> Work instructions
Give back exactly the lines of the entries below from the line with "Guideline: for every instance of the metal rod, set" to the line with "Guideline: for every instance of the rusted", inclusive, and only those.

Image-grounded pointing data
◆ ◆ ◆ ◆ ◆
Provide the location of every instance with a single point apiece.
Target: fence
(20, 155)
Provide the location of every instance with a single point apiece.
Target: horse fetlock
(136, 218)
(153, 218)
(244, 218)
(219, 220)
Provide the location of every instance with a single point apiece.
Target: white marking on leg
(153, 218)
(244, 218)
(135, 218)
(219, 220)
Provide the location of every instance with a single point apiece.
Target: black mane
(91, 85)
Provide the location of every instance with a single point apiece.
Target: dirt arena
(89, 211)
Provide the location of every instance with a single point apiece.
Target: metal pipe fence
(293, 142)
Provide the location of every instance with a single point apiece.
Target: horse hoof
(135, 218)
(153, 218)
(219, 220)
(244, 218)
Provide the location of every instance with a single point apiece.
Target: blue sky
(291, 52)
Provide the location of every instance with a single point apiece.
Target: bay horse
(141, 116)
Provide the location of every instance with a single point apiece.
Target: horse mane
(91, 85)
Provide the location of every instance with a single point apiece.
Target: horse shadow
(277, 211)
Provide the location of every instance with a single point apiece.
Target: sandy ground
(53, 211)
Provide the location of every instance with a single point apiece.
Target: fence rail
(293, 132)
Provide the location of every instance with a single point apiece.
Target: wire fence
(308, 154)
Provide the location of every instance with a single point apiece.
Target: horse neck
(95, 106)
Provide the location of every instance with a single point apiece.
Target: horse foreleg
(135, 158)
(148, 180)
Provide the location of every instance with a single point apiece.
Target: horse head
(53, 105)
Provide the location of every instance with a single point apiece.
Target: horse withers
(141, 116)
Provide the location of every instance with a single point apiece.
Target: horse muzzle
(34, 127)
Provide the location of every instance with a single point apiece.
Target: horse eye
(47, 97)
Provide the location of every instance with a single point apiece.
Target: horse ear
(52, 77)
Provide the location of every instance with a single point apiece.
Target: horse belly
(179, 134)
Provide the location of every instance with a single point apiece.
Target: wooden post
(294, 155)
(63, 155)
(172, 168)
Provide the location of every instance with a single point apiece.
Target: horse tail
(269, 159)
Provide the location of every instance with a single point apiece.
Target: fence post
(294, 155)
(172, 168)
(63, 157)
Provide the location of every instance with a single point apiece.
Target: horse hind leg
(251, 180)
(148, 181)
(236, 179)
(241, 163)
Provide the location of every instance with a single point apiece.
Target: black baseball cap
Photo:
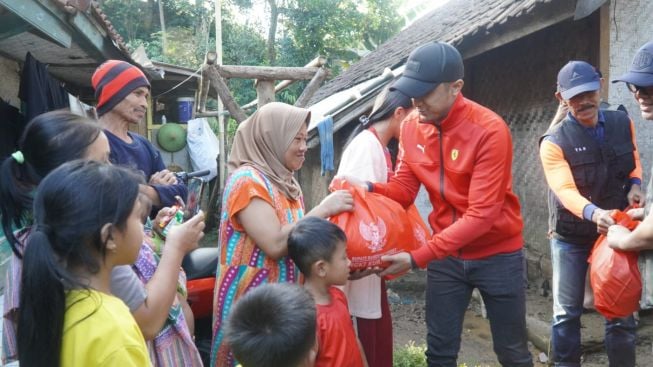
(428, 66)
(641, 69)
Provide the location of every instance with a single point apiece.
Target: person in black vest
(591, 164)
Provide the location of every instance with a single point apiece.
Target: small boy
(318, 248)
(273, 325)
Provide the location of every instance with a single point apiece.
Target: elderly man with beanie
(121, 90)
(591, 165)
(462, 153)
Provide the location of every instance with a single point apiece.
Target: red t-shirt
(337, 341)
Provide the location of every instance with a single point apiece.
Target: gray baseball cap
(641, 69)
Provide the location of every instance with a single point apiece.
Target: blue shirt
(143, 157)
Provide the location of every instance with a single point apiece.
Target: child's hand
(362, 273)
(185, 237)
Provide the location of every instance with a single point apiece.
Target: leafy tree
(299, 30)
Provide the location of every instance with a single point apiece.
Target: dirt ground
(407, 296)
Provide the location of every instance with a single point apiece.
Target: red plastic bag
(615, 276)
(378, 226)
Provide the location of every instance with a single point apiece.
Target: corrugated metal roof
(452, 23)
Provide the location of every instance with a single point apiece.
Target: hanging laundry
(325, 130)
(12, 124)
(39, 90)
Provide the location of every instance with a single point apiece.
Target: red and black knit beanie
(113, 81)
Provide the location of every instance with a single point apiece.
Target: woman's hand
(162, 216)
(399, 263)
(164, 177)
(352, 180)
(335, 203)
(636, 213)
(185, 237)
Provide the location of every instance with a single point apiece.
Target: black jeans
(501, 281)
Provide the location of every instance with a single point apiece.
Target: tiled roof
(450, 23)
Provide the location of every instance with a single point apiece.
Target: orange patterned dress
(243, 265)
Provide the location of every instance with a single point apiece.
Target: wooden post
(267, 72)
(264, 91)
(316, 62)
(223, 91)
(311, 88)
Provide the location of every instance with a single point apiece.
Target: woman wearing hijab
(261, 203)
(367, 157)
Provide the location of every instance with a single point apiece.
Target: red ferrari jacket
(465, 165)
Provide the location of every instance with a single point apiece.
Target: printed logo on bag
(374, 233)
(420, 235)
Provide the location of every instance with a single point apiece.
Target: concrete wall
(630, 27)
(9, 70)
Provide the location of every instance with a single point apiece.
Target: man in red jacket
(462, 153)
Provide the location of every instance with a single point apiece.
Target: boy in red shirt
(318, 248)
(273, 325)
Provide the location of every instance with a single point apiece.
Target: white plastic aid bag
(203, 147)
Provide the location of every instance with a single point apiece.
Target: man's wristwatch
(370, 186)
(413, 264)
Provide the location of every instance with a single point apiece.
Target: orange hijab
(262, 140)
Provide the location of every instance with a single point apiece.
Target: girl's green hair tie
(18, 157)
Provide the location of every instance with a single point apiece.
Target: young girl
(87, 221)
(367, 157)
(149, 289)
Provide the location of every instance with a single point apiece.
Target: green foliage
(341, 30)
(410, 355)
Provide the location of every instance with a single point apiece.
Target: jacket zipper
(453, 210)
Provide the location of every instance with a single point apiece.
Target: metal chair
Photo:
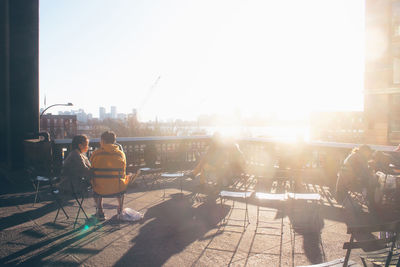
(223, 195)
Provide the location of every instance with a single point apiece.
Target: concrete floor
(189, 229)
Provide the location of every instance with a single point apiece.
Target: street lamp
(41, 114)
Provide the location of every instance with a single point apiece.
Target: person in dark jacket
(355, 172)
(76, 170)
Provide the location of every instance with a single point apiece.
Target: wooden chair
(224, 195)
(387, 256)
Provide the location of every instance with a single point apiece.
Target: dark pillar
(19, 78)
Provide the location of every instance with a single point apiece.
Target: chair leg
(79, 209)
(58, 210)
(36, 194)
(281, 243)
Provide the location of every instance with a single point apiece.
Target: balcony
(188, 228)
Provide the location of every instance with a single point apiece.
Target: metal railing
(320, 160)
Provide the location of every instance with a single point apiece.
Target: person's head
(108, 137)
(80, 142)
(365, 150)
(397, 149)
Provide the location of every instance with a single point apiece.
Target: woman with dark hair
(76, 168)
(355, 172)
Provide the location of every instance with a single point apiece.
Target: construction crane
(150, 92)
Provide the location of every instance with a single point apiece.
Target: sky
(179, 59)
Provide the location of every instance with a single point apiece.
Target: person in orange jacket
(112, 181)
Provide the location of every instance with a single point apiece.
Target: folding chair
(384, 257)
(109, 174)
(301, 221)
(37, 180)
(262, 197)
(223, 195)
(78, 197)
(179, 175)
(154, 173)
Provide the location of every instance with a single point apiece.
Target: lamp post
(67, 104)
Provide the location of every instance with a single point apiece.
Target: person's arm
(81, 166)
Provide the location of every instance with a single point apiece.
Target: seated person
(76, 168)
(222, 161)
(355, 172)
(109, 183)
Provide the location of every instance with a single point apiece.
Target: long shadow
(306, 221)
(22, 217)
(75, 235)
(169, 228)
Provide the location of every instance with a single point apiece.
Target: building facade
(382, 72)
(59, 126)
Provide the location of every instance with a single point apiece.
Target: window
(396, 70)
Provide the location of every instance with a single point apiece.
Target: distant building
(343, 126)
(382, 72)
(102, 113)
(113, 112)
(59, 126)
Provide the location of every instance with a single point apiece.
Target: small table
(173, 175)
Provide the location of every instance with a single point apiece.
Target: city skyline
(167, 60)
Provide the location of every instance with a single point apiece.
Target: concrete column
(19, 78)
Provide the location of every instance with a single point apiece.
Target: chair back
(109, 181)
(390, 229)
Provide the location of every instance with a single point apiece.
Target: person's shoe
(100, 216)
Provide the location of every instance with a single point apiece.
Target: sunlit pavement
(189, 229)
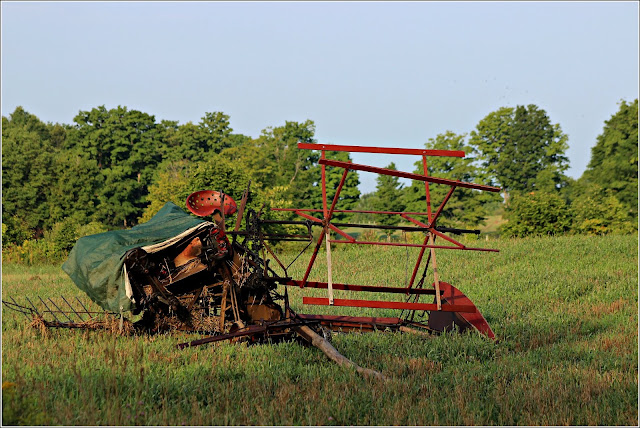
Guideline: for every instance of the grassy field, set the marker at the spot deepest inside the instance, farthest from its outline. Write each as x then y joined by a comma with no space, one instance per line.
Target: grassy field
565,311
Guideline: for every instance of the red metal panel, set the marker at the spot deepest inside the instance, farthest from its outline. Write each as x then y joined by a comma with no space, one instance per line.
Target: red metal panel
411,176
312,210
388,150
387,305
353,287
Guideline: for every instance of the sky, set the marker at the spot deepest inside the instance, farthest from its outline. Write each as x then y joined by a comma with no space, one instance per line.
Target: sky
392,74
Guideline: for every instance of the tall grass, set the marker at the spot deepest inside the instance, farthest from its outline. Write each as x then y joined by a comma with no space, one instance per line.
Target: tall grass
565,311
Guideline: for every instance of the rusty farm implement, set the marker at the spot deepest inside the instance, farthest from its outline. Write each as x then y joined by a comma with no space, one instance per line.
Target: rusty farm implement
185,273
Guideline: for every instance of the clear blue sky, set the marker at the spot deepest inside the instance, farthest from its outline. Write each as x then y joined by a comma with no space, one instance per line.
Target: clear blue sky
367,73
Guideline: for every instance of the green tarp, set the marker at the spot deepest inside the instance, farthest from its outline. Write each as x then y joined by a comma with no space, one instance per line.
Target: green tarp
95,263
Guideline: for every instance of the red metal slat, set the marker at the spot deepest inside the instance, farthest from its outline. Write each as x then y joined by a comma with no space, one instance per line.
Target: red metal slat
387,305
353,287
344,318
387,150
411,176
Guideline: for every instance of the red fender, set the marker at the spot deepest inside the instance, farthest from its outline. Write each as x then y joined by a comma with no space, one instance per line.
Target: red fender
206,202
442,321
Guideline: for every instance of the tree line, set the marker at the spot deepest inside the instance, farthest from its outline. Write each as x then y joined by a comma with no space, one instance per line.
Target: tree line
114,168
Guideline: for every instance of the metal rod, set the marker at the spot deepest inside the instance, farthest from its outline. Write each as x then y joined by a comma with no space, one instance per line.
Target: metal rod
398,244
379,304
409,175
74,311
50,311
387,150
353,287
243,203
34,306
441,207
16,303
426,186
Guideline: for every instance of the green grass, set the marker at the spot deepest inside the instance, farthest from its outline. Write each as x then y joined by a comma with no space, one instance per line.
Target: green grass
565,310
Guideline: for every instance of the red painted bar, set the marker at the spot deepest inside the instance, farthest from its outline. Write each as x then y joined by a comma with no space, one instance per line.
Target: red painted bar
387,150
353,287
399,244
317,220
402,174
344,318
312,210
387,305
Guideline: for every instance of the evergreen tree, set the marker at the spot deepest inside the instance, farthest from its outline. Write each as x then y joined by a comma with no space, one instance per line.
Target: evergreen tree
614,158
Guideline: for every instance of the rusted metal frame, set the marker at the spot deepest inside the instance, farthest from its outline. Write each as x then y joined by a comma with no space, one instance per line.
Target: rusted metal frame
386,150
409,175
441,207
399,244
348,211
417,265
433,230
326,221
326,229
436,276
74,311
243,204
354,287
60,310
317,220
34,306
380,304
275,257
426,186
18,308
49,310
84,307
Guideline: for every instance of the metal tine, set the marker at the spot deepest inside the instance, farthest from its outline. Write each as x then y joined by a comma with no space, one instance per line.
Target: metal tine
61,311
16,304
34,306
50,311
74,311
85,309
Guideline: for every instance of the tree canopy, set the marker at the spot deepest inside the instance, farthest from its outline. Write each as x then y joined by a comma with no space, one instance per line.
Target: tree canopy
521,150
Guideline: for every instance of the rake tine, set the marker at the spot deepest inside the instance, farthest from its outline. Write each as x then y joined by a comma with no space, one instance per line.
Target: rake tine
34,306
16,303
74,311
85,309
61,311
50,311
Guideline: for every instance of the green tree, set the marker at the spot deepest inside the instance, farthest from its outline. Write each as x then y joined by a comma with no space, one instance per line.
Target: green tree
465,208
614,158
126,145
598,212
276,160
521,150
388,197
349,195
27,163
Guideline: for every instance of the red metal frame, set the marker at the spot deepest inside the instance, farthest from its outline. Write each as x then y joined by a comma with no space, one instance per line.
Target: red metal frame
463,306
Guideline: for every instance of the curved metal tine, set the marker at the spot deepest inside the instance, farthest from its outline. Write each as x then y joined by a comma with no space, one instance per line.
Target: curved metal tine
74,311
50,311
22,310
61,311
85,309
34,306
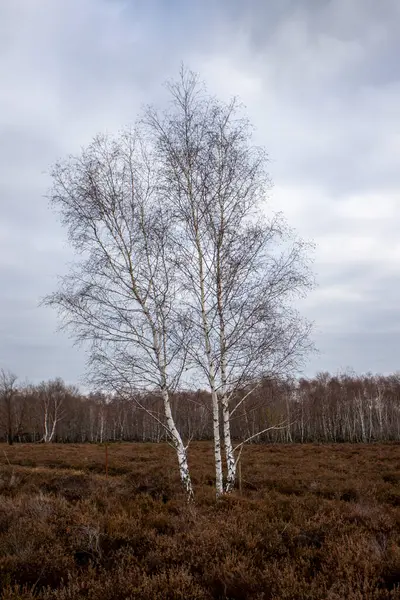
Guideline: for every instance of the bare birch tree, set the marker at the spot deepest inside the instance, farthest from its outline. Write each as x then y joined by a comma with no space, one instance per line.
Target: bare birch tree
52,399
241,270
121,296
11,415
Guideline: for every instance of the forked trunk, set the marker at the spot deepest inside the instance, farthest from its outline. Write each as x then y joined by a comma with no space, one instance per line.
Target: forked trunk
219,482
230,457
181,450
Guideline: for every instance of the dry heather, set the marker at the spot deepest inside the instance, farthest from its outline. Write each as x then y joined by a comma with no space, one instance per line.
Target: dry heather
312,522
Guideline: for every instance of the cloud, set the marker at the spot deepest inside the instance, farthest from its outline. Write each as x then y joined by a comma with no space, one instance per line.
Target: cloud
322,85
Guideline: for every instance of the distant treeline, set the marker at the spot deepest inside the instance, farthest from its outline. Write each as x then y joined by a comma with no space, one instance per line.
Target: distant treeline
343,408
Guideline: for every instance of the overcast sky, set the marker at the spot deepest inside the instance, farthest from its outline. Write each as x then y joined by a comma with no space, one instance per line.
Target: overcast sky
321,82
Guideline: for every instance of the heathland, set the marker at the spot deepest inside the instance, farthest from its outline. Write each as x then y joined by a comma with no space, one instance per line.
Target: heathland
308,522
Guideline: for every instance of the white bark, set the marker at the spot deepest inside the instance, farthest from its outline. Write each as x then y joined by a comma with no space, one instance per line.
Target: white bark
181,450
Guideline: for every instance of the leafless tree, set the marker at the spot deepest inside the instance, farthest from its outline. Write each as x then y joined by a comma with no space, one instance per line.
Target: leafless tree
121,297
11,410
241,270
52,396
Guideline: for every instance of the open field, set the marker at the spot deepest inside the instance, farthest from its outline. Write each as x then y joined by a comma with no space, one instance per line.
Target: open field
313,522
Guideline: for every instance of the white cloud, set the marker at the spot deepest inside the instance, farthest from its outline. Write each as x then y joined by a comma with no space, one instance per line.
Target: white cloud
322,85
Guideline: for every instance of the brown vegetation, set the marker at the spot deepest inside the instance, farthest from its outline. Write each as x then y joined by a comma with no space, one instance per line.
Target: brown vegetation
312,522
342,408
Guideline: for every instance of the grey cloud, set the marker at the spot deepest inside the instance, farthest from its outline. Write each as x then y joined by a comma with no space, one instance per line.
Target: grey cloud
322,85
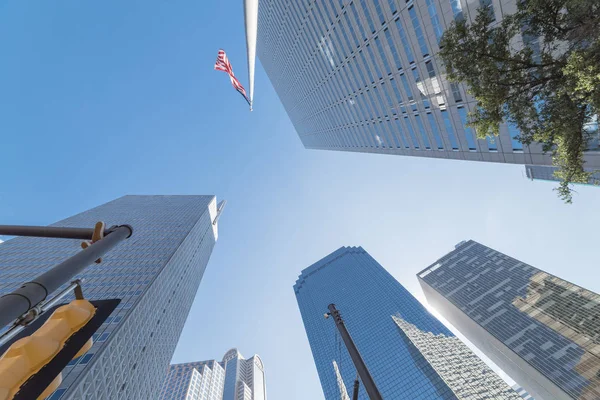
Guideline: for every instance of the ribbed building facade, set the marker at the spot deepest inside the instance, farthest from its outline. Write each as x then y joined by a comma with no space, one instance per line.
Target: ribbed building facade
363,76
409,353
155,273
543,331
233,378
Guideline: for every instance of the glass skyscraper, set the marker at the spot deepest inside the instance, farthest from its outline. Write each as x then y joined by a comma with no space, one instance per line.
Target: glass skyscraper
363,76
409,353
233,378
543,331
156,273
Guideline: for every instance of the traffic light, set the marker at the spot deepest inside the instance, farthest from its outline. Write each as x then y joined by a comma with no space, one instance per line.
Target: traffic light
27,356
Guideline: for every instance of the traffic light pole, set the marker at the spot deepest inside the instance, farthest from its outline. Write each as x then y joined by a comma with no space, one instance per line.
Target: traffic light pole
31,294
49,231
360,365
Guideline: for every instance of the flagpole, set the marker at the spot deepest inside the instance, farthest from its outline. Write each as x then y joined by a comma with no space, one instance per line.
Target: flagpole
251,21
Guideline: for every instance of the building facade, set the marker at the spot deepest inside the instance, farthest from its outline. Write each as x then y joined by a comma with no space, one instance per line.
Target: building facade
155,273
409,353
543,331
546,173
522,392
363,76
233,378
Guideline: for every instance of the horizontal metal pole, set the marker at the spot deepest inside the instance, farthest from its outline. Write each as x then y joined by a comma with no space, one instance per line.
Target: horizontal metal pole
15,329
48,231
30,294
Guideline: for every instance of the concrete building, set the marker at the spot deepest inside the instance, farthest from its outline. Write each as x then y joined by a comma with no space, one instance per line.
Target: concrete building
155,273
543,331
409,353
363,76
233,378
522,392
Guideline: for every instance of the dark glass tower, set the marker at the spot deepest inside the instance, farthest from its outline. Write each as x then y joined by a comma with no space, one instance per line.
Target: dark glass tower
541,330
156,273
408,351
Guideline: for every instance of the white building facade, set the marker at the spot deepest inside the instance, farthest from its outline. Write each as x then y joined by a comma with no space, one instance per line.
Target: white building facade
363,76
156,274
233,378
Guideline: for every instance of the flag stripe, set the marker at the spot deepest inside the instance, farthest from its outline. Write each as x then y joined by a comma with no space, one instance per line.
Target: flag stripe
224,65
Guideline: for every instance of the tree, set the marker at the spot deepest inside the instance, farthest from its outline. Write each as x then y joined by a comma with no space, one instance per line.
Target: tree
538,69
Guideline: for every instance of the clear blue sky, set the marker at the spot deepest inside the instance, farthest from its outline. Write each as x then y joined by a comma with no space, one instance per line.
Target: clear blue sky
104,98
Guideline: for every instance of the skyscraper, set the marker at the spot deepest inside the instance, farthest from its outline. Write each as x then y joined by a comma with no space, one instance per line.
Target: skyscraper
363,76
543,331
156,273
409,353
233,378
546,173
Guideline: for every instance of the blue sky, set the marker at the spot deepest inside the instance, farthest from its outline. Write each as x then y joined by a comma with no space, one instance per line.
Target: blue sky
102,99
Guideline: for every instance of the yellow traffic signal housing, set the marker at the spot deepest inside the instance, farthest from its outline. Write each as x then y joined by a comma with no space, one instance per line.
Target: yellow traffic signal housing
25,357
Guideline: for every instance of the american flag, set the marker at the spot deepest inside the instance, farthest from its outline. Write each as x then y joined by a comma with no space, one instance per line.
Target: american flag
224,65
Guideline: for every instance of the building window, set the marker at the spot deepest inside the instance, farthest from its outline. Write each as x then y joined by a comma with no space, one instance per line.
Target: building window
366,66
422,89
379,11
418,31
457,10
365,9
423,132
351,29
57,395
411,132
404,40
487,4
392,47
468,131
393,7
513,131
456,92
375,63
435,130
492,145
401,133
357,20
449,129
406,87
435,20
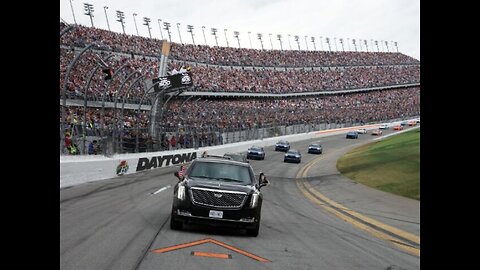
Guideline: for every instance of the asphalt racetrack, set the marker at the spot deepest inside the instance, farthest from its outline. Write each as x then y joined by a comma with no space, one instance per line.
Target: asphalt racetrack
312,218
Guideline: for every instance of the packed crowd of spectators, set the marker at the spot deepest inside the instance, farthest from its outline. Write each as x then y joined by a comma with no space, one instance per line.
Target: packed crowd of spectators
80,36
82,69
131,118
214,79
248,113
288,58
351,70
217,79
234,114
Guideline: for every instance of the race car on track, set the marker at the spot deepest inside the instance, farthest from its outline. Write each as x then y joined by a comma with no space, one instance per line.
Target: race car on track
315,148
399,127
283,146
292,156
352,135
377,132
236,157
218,191
256,152
361,131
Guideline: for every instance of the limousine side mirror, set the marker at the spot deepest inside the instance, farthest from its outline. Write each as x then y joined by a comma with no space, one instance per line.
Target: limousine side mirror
262,179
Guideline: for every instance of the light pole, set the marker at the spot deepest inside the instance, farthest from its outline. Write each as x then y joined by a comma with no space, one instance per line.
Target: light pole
296,39
106,17
251,47
259,35
190,29
279,37
135,22
89,11
203,31
226,39
121,19
160,27
73,13
180,36
167,27
146,21
270,36
214,33
236,34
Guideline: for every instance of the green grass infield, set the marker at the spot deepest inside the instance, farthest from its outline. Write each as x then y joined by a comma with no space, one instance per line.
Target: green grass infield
391,164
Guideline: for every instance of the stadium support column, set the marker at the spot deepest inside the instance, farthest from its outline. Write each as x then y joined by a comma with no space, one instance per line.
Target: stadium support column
159,97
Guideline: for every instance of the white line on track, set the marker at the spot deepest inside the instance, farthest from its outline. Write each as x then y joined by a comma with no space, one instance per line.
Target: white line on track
160,190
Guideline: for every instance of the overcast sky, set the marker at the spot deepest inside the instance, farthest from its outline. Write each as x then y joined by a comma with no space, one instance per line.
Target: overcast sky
382,20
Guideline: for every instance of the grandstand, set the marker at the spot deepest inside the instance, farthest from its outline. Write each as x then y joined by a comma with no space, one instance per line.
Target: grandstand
237,94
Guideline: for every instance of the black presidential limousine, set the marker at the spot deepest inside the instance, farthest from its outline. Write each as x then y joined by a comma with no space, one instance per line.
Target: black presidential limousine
218,191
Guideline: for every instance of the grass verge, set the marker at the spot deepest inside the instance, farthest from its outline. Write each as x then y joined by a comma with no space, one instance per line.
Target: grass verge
391,165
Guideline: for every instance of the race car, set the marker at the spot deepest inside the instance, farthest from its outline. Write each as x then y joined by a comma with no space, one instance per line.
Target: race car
283,146
352,135
292,156
315,148
361,131
256,152
399,127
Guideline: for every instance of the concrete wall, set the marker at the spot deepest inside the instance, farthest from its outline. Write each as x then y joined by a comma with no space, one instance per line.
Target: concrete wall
76,170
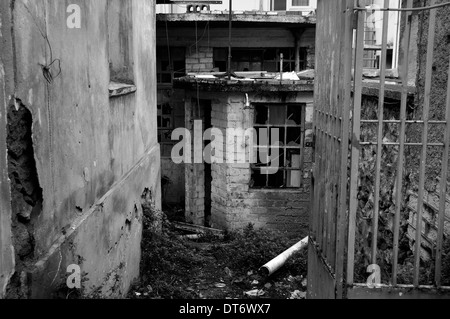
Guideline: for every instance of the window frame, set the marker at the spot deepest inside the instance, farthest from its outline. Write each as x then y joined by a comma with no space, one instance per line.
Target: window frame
160,73
301,147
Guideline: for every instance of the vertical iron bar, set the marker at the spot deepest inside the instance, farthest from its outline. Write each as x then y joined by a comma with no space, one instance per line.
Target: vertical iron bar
423,159
401,152
357,102
380,133
230,22
443,187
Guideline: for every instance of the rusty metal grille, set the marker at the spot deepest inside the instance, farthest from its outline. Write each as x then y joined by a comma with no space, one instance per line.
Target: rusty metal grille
404,148
347,153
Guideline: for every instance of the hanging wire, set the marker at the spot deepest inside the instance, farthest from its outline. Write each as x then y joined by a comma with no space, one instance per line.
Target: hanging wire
168,46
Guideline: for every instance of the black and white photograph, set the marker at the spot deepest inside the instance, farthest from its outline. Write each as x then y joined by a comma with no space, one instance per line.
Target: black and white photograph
224,158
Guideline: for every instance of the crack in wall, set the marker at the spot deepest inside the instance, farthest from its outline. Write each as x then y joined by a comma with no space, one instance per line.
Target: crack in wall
26,193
◆ ◆ ◆ ◆ ◆
> Response for this exercise
Guideline: for every instance of the metal rod, set the marker at the spot deepest inside the instance, farthest from its outline. Write each as x then y joined by a comma with no space, one instance per line.
Target: metal rod
398,244
379,304
409,175
74,311
50,311
387,150
353,287
243,203
34,306
441,207
16,303
426,186
Guideline: for every instance of the green grass, set the marker at the spot deepest inside the instance, farthest from its outline. Write each as x then y joined by a comma with no space, one instance per line.
Target: green grass
565,310
Guideline: for every instance of the red painted bar, set the marker at the spot deepest inside the instance, farthest from its outline. Write each as x then y joined by a comma with no space, one instance per line.
Target: red painted bar
387,150
353,287
399,244
317,220
402,174
344,318
312,210
387,305
Guideline: for every instance of the evergreen tree, set the marker at the spot deepest inside the instance, farthest from its outline. Write each as x then y joined by a comma with no space, one instance per line.
Target: evergreen tree
614,158
Guideline: for every instance of the rusted metal frame, set the marker at the spot deepest inside the instance, farthest from its outline. Write each as x then y joined by a comma with no space, one instance per line.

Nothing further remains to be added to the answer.